Goal: State how many rows below contain the string "grass", treating uppercase and lowercase as different. Reply with the number alone.

Information provided:
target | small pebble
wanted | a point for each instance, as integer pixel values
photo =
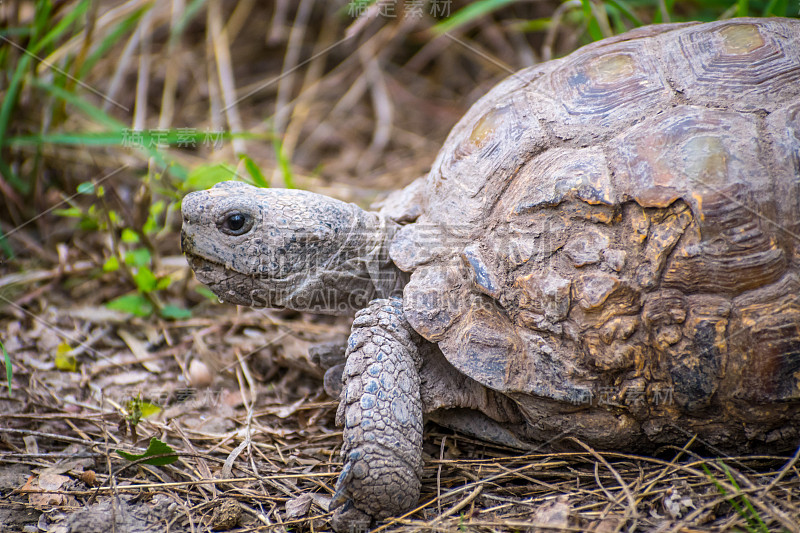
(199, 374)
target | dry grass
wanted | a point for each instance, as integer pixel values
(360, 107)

...

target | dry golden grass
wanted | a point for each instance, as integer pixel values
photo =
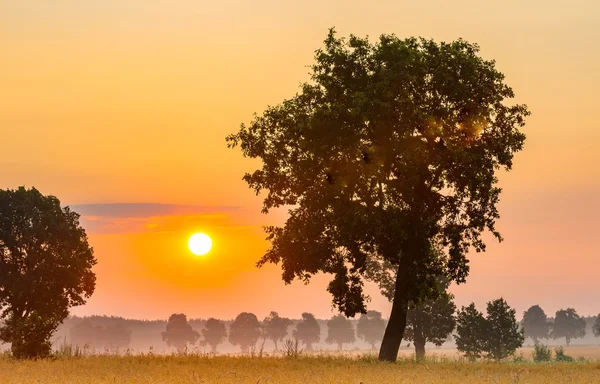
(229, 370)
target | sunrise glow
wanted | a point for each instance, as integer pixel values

Written response: 2